[Pointing dataset records]
════════════════

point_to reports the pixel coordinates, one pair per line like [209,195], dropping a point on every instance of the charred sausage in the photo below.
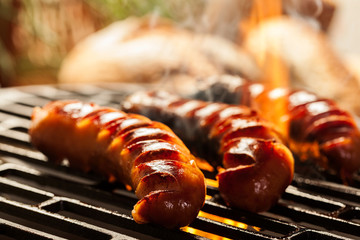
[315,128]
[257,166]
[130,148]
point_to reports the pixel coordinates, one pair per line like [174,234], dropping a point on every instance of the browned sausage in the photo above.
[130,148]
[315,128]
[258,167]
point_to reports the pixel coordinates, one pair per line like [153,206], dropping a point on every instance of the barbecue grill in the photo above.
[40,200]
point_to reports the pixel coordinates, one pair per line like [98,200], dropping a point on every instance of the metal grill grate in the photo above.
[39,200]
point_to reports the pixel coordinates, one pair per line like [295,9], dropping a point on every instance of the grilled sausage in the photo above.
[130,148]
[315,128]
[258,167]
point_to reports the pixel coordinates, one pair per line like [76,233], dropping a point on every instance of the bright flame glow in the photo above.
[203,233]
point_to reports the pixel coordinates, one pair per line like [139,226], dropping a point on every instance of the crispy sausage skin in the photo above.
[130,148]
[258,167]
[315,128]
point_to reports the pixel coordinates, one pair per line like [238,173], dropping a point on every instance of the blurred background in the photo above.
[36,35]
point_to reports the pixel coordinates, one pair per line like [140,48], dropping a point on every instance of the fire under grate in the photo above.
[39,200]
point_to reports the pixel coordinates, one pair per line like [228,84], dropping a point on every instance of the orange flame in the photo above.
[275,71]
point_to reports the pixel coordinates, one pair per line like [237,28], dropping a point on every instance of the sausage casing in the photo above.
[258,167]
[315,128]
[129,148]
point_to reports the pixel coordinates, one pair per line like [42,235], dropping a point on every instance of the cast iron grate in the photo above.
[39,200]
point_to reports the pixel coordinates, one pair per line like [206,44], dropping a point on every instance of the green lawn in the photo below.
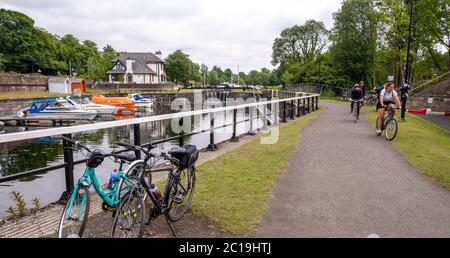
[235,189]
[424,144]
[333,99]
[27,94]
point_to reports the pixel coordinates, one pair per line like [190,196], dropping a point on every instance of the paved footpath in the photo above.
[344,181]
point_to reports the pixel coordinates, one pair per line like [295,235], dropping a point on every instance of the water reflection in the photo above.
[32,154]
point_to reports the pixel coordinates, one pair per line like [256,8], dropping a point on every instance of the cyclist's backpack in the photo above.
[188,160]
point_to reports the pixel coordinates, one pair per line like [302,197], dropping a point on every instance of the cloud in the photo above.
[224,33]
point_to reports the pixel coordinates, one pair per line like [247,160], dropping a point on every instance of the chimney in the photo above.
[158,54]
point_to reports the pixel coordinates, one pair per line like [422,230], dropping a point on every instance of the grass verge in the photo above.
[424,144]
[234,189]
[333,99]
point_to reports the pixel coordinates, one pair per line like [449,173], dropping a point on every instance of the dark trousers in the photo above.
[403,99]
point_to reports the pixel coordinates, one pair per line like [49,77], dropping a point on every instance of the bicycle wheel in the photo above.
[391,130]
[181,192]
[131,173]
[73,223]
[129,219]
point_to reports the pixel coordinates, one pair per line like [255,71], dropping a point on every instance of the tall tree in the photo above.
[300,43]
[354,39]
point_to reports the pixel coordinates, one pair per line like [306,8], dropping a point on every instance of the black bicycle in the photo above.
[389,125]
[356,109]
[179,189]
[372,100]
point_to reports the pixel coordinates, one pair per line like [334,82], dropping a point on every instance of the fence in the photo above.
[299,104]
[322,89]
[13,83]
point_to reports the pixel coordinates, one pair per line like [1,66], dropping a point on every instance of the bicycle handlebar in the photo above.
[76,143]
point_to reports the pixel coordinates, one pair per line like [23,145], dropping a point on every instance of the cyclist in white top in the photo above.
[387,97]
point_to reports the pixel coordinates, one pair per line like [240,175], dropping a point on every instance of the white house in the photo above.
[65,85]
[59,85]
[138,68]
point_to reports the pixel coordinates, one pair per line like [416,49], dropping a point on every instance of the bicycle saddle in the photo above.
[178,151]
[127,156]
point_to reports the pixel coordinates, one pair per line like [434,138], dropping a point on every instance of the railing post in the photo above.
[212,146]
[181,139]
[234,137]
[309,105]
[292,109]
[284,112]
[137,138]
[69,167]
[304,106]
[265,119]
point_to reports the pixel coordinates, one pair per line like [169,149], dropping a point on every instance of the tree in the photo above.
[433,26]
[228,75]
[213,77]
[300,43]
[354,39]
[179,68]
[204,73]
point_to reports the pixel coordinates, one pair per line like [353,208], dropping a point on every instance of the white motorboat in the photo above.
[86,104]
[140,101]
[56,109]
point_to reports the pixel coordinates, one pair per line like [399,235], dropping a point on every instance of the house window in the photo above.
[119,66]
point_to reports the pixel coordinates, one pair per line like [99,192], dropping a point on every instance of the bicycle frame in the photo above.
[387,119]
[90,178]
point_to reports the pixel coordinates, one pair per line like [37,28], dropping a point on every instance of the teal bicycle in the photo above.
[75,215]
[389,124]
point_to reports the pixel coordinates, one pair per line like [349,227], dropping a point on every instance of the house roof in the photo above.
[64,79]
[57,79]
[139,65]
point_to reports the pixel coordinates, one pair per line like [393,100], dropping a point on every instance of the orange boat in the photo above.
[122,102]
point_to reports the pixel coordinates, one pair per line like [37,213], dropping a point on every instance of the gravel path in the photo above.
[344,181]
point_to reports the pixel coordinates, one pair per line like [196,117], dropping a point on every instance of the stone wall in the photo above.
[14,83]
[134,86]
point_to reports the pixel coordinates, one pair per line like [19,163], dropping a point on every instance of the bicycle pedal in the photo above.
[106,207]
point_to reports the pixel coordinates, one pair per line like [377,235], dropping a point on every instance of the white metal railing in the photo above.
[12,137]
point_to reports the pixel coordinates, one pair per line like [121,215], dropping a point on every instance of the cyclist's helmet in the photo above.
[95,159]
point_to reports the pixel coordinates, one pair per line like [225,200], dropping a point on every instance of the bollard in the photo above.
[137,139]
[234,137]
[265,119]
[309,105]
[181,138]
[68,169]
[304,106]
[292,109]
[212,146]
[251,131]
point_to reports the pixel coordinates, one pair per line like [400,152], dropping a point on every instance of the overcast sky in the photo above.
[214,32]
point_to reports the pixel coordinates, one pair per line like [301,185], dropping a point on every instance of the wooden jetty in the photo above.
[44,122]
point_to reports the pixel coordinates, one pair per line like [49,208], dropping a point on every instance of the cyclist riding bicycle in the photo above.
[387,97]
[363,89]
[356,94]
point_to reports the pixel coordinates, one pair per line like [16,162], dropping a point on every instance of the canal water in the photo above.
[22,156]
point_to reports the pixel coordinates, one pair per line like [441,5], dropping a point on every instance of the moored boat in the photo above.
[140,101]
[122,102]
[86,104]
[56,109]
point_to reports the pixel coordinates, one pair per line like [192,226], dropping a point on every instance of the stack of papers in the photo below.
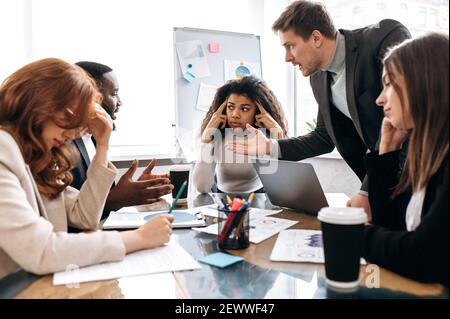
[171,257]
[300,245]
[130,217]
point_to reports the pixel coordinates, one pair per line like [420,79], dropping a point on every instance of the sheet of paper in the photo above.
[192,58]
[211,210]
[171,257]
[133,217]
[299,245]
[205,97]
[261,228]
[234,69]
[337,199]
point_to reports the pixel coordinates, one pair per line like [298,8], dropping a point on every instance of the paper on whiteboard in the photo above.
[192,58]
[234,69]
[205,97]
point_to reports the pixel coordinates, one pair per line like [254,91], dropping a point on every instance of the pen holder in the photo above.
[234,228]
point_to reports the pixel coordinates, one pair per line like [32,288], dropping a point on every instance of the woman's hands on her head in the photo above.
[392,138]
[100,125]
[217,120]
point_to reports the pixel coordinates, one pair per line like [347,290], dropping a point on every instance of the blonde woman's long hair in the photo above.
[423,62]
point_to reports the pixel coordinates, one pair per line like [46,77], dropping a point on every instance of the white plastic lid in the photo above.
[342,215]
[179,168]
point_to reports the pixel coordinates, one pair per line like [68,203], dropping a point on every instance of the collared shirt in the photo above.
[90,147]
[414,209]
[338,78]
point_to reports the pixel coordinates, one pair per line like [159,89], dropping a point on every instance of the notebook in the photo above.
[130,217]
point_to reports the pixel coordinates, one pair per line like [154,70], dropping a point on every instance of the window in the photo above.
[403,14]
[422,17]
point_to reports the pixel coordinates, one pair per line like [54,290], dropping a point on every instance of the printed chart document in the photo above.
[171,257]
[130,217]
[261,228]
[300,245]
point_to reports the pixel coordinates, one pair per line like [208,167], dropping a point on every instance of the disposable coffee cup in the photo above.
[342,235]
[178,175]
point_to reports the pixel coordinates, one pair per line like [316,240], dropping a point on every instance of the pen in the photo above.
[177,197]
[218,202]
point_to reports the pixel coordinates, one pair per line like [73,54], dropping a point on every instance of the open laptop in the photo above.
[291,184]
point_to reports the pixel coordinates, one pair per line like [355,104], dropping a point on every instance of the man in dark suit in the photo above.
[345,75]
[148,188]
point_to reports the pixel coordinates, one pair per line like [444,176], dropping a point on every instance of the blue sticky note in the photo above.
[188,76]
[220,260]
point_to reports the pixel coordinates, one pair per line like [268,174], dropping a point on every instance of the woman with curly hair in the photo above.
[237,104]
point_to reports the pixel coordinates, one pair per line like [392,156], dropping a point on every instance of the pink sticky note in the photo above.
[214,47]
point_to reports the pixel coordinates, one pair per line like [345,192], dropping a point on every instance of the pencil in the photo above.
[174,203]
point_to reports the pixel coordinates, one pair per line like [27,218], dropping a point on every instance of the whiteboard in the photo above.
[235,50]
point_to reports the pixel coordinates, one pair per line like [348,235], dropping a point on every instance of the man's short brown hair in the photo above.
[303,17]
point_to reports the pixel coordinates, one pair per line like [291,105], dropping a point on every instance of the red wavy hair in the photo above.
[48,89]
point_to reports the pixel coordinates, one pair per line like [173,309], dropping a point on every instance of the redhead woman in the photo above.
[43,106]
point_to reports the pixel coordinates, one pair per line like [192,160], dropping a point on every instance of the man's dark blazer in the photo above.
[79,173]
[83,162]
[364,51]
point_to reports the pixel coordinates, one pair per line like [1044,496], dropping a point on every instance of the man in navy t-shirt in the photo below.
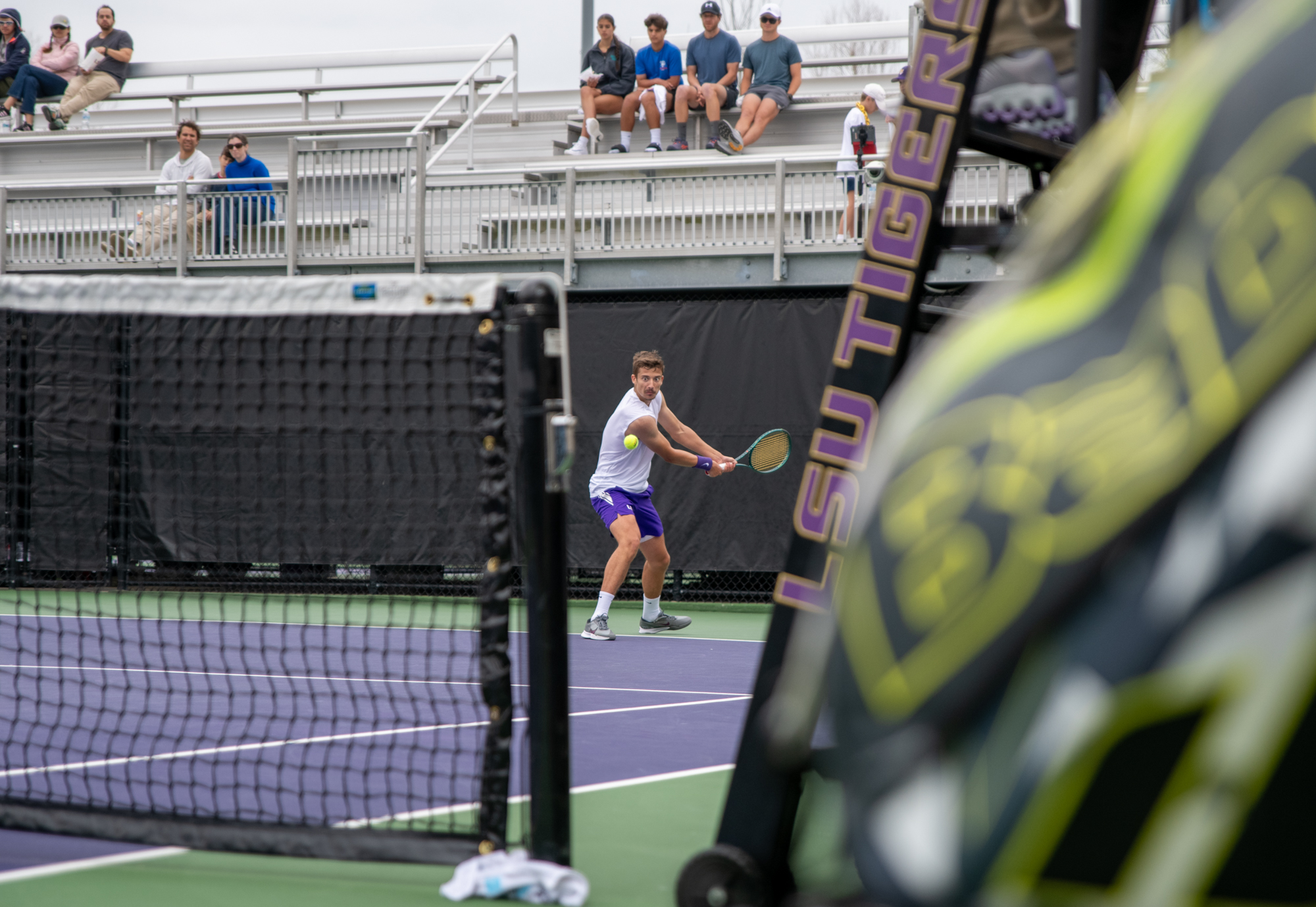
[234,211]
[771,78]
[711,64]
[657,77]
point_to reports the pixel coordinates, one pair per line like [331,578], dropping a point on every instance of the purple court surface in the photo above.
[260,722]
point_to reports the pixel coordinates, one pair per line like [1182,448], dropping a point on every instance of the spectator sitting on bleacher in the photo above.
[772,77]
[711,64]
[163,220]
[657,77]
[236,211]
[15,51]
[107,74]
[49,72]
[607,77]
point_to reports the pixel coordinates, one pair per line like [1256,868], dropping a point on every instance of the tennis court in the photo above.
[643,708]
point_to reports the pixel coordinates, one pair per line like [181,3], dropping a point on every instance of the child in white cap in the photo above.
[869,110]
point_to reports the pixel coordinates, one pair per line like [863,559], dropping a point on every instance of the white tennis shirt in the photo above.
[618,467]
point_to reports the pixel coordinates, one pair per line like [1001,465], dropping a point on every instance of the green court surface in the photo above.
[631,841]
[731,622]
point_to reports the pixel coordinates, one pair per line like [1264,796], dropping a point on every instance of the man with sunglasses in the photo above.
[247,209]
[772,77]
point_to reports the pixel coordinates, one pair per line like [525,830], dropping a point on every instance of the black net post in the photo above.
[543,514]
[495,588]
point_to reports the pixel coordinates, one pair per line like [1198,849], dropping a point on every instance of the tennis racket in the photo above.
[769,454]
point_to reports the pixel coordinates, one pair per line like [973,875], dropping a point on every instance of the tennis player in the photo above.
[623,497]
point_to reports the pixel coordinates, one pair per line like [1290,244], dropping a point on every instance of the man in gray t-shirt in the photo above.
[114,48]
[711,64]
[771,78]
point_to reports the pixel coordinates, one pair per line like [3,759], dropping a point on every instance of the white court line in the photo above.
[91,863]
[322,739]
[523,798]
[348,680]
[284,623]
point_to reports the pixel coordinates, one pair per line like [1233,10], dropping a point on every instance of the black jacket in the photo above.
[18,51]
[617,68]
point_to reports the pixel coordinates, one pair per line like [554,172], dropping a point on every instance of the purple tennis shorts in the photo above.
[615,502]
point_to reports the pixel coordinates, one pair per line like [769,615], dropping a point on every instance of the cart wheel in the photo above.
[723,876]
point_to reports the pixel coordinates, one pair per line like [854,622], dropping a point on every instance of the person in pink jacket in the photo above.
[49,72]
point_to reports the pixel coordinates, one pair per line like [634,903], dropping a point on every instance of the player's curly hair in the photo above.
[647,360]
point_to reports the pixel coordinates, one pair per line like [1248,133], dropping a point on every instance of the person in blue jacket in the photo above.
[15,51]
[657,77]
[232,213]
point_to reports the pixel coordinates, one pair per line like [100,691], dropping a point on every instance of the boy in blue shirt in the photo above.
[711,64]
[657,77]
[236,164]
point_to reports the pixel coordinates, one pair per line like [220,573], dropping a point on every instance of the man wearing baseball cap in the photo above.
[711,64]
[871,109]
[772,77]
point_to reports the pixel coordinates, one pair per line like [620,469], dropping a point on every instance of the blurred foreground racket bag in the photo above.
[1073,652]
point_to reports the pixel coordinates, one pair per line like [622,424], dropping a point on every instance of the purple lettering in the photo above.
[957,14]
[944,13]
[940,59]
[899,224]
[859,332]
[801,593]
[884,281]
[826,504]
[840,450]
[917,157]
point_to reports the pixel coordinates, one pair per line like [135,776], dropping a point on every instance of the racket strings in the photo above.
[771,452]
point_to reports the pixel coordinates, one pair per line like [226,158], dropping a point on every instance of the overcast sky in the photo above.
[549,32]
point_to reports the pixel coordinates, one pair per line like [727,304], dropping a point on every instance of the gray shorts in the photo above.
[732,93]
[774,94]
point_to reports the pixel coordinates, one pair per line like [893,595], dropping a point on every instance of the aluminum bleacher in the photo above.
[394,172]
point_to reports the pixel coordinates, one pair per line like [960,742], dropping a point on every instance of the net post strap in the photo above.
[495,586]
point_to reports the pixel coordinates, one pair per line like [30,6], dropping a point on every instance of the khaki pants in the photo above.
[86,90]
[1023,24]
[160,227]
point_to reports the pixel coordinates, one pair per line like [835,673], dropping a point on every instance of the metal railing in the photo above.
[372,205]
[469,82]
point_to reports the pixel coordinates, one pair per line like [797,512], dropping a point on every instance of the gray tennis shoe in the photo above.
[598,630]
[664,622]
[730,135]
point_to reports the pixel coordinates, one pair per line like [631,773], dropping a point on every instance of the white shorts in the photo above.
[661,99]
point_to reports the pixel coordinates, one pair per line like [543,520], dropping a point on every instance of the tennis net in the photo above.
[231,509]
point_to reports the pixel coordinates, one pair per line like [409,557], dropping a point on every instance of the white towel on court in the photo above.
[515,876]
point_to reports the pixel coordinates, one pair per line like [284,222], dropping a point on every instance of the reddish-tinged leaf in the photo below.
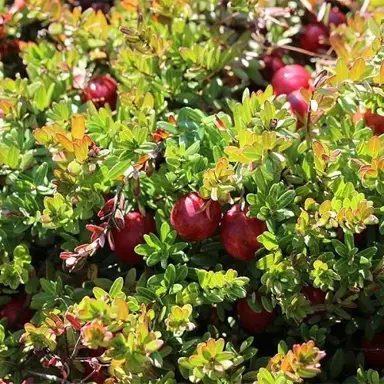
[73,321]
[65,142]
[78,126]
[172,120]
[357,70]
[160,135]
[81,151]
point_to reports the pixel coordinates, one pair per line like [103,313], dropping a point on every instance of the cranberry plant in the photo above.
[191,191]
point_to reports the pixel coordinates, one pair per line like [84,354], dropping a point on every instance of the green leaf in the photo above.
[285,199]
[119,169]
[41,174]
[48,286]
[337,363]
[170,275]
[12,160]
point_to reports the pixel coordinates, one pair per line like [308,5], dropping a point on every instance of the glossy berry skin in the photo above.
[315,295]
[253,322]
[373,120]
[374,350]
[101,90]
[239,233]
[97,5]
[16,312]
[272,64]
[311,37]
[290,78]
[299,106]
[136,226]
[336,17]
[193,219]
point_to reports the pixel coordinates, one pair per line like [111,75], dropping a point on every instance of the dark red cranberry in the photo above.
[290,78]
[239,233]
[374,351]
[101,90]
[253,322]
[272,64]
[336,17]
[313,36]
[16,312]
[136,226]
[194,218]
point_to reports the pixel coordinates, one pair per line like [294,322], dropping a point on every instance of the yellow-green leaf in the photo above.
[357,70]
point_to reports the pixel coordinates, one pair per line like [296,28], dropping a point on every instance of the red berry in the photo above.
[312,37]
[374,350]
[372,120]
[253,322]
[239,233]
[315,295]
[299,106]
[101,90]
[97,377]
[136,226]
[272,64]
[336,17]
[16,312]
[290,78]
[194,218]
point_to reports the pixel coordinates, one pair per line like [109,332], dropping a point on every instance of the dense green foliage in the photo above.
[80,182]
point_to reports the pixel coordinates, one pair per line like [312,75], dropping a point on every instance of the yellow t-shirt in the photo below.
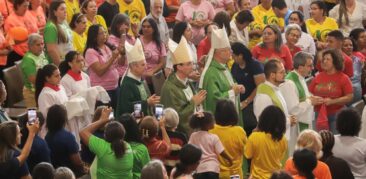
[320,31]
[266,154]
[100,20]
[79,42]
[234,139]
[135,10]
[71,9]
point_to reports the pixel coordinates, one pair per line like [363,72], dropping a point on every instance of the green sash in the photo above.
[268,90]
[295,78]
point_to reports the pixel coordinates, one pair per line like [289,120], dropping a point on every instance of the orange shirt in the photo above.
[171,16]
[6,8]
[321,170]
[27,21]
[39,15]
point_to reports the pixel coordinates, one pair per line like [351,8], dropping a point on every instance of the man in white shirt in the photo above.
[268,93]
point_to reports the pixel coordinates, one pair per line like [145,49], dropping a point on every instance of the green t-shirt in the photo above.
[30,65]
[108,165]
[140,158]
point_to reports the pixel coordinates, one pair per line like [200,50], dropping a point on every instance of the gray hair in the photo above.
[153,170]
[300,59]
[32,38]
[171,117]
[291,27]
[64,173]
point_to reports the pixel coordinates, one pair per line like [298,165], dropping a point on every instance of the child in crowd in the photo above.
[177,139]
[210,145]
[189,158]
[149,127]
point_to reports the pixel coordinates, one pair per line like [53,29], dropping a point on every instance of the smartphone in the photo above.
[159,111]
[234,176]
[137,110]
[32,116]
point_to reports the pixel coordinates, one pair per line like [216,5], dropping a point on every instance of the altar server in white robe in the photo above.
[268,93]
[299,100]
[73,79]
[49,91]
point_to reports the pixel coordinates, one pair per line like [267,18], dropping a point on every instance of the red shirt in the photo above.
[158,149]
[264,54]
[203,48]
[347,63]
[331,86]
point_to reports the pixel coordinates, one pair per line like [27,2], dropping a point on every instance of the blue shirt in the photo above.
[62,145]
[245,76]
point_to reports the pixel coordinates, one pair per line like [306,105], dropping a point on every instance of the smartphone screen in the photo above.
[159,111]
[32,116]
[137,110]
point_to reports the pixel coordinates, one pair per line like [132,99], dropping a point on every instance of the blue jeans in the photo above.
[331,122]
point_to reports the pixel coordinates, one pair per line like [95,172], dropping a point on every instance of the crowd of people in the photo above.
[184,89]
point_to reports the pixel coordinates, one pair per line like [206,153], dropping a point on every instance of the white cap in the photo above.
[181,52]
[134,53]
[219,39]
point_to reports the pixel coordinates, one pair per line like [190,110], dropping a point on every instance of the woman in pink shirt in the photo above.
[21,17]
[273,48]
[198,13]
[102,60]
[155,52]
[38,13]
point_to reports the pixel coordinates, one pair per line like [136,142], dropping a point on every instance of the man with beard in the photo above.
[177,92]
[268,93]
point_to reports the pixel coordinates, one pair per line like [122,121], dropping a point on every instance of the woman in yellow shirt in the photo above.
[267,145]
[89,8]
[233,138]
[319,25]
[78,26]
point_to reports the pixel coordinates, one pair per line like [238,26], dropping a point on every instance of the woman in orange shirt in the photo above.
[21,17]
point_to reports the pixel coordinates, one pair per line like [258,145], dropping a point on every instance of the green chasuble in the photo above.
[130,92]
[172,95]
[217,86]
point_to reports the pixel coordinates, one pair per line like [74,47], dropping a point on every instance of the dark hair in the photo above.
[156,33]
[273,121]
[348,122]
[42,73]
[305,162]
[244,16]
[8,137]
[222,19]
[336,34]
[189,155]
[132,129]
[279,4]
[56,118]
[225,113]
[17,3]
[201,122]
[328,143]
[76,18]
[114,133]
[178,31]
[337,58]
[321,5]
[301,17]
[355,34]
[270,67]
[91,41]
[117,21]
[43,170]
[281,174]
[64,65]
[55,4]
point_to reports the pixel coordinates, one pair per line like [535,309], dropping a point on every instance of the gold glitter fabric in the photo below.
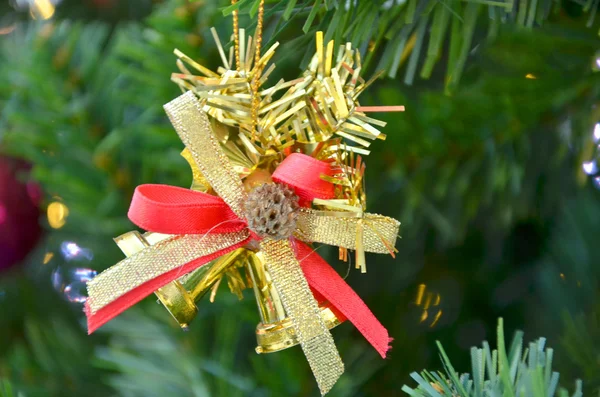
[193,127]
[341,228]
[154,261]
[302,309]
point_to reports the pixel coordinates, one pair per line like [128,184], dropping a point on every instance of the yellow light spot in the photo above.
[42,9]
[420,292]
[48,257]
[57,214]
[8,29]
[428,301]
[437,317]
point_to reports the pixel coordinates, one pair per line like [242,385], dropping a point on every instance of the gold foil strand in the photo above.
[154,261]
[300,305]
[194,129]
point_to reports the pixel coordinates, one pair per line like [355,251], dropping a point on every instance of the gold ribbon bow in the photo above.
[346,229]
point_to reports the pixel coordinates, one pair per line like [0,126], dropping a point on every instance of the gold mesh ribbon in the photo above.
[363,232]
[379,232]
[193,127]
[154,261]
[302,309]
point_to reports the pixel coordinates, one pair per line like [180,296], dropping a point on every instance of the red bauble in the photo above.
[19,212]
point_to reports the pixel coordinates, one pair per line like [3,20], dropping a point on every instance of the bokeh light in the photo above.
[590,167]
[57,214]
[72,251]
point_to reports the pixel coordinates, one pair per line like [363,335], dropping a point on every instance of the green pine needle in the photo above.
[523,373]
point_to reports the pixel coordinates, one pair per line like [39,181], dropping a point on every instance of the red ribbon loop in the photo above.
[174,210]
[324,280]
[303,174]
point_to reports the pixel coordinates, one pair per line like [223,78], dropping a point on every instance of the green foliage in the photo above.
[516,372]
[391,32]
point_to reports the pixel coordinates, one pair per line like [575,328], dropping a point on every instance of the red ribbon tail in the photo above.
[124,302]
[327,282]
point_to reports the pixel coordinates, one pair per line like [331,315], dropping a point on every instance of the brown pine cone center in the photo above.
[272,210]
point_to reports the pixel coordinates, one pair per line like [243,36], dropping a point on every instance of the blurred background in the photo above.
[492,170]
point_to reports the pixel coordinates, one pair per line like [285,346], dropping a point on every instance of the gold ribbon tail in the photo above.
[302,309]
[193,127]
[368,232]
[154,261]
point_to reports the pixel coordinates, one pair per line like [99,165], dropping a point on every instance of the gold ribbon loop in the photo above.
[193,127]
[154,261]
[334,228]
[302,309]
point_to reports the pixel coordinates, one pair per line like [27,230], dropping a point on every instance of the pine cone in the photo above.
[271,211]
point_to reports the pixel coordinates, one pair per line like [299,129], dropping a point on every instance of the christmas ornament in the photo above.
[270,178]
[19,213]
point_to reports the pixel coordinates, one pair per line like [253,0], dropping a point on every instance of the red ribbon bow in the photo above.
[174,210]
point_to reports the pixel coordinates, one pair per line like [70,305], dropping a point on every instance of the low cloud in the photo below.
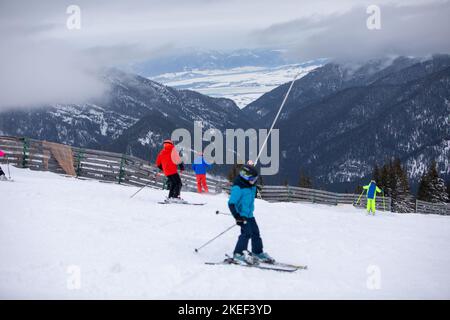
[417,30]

════════════════

#### AIM OF THE EXERCISE
Take the line that contains "ornament in the photo above." and every line after it up to the end of the records above, and restate them exactly, without the pictures.

#### FINISHED EXERCISE
point_to reports the pixel coordinates, one pair per line like [299,129], dropping a point on every instance of the christmas ornament in the photo above.
[270,178]
[19,213]
point_to reports the pixel coordinates, one pair per line like [253,0], dropping a point on every instance of the red ribbon bow in the photo above.
[174,210]
point_to reports the pixel coordinates, one pair per line like [70,305], dropping a point on every instance of the low cloud in the photo below.
[417,30]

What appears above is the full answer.